- Extrait du document:
((
Uldis sauvé par la poésie

Géant débonnaire, Uldis Berzins a surmonté l’enfermement soviétique en mettant son goût pour les langues au service de la littérature

De notre envoyée spéciale

Riga resplendit sous l’intense lumière de la Baltique. Le soleil d’avril illumine les façades Art nouveau, accroche des éclats d’or au monument de la Liberté, près duquel se déploie une parade militaire impeccable célébrant l’intégration de la Lettonie à l’Otan. Plus loin, au sud de la gare, on découvre un quartier autrefois industriel où des fabriques à l’abandon jouxtent des immeubles sans grâce hérités des temps soviétiques.  » Vous verrez un portail de bois « , avait indiqué Uldis Berzins. En prime, une palissade de rondins crée soudain l’illusion d’un coin de campagne au détour de la ville. Dans la cour, la cabane traditionnelle abritant le sauna, un tilleul séculaire ombrageant les jours d’été :  » C’était la maison de mon grand-père « , explique le maître des lieux en grimpant l’escalier, une théière brûlante à la main û qu’il dépose sur un coin de bureau avant de repartir aussitôt :  » J’ai rapporté d’Iran un gâteau aux pistaches. Une merveille !  »

Alentour, les murs disparaissent, tapissés de milliers d’ouvrages non seulement en letton, mais aussi en allemand, russe, tchèque, turc, azéri, hébreu… On repère de la littérature française, Les Fleurs du mal, à côté d’un recueil de Pierre Louÿs, un pan entier d’essais en anglais, des textes arabes, espagnols… Et d’autres encore qui pourraient être suédois, islandais. C’est la  » bibliothèque de Babel  » chère à Jorge Luis Borges, celle qui donne à l’univers  » les dimensions illimitées de l’espérance « . Dans cette pièce resserrée, sur une terre longtemps captive qui a recouvré son indépendance en 1990, après plus d’un demi-siècle de domination soviétique, on a le sentiment d’être au milieu du monde, en un lieu défiant les frontières.  » Chez nous, on a toujours vécu avec trois langues, la nôtre plus l’allemand et le russe « , indique Berzins. Tribut versé à l’occupant.
))
- Objectif 1:
Recopiez mot pour mot le passage de l'article sur Uldis Berzins qui va de « Alentour, les murs » jusqu'à « versé à l’occupant. » inclus.
- Objectif 2:
Dans l'article sur Uldis Berzins, la phrase qui commence par « Alentour, les murs disparaissent » énumère des langues. Relevez toutes les langues de cette énumération.

- Données fournies:
((
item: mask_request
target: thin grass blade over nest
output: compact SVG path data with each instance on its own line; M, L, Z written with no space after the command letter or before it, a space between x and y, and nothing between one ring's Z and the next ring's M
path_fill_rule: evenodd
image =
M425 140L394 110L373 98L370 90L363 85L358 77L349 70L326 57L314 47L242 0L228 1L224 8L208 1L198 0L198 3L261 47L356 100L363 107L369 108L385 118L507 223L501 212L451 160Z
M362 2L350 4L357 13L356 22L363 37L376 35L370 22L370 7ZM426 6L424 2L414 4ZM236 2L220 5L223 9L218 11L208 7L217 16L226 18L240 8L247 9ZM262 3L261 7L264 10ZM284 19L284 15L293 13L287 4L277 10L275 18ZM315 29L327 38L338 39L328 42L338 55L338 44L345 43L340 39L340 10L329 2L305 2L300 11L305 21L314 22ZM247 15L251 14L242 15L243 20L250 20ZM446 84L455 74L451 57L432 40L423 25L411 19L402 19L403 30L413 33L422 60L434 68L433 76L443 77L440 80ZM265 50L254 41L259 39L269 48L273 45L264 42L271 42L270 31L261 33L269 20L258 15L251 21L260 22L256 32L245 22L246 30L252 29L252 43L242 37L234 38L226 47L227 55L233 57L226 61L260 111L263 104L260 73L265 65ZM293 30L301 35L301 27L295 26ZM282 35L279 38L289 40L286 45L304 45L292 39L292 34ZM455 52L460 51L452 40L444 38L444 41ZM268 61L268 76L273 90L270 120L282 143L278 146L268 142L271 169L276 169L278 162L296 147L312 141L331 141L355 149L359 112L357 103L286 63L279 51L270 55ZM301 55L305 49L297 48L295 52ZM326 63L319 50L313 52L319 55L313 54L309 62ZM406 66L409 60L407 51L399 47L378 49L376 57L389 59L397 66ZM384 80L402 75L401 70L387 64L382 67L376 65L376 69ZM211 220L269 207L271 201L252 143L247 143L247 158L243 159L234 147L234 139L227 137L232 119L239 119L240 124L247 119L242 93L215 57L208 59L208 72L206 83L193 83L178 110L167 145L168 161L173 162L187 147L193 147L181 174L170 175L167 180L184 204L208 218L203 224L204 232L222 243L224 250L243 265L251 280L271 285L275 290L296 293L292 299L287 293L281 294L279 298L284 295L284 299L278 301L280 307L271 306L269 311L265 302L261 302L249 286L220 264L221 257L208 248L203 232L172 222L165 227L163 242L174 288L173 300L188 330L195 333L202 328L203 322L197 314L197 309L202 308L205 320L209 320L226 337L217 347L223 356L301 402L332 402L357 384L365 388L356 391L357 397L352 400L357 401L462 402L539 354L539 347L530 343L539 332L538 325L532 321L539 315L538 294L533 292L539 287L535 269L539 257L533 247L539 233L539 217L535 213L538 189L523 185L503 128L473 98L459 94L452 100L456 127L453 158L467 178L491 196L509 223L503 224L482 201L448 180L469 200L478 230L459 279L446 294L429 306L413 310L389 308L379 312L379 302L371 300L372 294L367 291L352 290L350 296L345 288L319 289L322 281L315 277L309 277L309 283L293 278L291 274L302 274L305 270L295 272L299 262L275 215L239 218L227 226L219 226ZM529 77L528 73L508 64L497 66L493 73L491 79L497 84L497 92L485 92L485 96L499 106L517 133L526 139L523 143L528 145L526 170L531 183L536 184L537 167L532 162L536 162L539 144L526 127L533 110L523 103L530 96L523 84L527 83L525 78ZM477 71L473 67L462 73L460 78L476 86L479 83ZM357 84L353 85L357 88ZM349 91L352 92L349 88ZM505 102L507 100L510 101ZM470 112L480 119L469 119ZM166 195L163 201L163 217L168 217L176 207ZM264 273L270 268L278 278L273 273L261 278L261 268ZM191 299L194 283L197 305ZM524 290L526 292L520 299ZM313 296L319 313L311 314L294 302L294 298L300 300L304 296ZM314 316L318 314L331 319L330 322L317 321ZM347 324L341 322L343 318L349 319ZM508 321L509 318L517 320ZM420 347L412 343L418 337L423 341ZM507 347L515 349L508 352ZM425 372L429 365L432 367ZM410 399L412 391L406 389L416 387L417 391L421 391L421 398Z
))
- Réponse attendue 1:
Alentour, les murs disparaissent, tapissés de milliers d’ouvrages non seulement en letton, mais aussi en allemand, russe, tchèque, turc, azéri, hébreu… On repère de la littérature française, Les Fleurs du mal, à côté d’un recueil de Pierre Louÿs, un pan entier d’essais en anglais, des textes arabes, espagnols… Et d’autres encore qui pourraient être suédois, islandais. C’est la  » bibliothèque de Babel  » chère à Jorge Luis Borges, celle qui donne à l’univers  » les dimensions illimitées de l’espérance « . Dans cette pièce resserrée, sur une terre longtemps captive qui a recouvré son indépendance en 1990, après plus d’un demi-siècle de domination soviétique, on a le sentiment d’être au milieu du monde, en un lieu défiant les frontières.  » Chez nous, on a toujours vécu avec trois langues, la nôtre plus l’allemand et le russe « , indique Berzins. Tribut versé à l’occupant.

- Réponse attendue 2:
letton, allemand, russe, tchèque, turc, azéri, hébreu